[AIM]
How many of the lines below contain the string "sharing" with case counting? Reply with the number alone.

+++ RECORDS FOR PROCESSING

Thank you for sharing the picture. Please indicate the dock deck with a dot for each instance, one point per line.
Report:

++++++
+++ RECORDS FOR PROCESSING

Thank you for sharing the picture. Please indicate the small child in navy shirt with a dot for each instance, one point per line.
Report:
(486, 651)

++++++

[TASK RESPONSE]
2